[Detection examples]
----

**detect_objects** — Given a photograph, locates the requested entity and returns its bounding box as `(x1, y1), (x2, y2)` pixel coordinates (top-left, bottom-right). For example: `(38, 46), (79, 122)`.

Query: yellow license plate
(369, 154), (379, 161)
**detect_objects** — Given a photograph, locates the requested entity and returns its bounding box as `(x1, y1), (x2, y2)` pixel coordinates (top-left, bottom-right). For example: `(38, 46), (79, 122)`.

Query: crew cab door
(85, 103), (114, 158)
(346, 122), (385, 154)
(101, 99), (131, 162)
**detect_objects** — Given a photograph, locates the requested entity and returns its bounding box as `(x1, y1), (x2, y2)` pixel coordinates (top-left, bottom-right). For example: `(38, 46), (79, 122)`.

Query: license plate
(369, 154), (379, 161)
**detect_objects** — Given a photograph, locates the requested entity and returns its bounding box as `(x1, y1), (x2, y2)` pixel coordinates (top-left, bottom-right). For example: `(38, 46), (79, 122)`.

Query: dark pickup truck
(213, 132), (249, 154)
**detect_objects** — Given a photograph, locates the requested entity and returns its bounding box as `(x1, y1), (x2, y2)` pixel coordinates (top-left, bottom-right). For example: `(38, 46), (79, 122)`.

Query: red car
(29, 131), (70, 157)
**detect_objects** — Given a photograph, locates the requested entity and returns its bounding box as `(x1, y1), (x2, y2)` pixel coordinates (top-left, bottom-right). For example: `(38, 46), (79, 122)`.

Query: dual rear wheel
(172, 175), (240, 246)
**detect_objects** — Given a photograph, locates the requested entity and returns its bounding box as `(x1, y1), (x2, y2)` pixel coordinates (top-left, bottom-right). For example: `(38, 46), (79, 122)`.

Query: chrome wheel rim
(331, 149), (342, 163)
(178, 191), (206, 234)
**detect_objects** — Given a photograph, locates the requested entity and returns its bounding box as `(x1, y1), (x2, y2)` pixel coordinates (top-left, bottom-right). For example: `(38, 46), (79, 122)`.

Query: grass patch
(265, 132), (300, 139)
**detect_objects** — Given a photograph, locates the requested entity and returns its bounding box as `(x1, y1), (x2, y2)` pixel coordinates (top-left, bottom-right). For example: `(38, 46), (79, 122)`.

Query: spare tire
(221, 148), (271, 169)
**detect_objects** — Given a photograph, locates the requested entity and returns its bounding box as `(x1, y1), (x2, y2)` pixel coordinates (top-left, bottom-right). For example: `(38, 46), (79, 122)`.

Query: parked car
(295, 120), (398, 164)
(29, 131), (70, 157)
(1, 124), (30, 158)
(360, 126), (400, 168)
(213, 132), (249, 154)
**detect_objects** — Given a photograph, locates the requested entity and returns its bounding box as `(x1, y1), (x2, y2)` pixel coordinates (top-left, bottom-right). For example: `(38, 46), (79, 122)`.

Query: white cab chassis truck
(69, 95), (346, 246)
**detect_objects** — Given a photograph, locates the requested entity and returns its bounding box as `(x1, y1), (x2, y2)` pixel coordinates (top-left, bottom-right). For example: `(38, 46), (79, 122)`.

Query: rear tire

----

▶ _Exercise description_: Report every line in the records above that contains the string "rear", copying each line in full.

▶ _Answer_:
Query: dual rear wheel
Query: rear tire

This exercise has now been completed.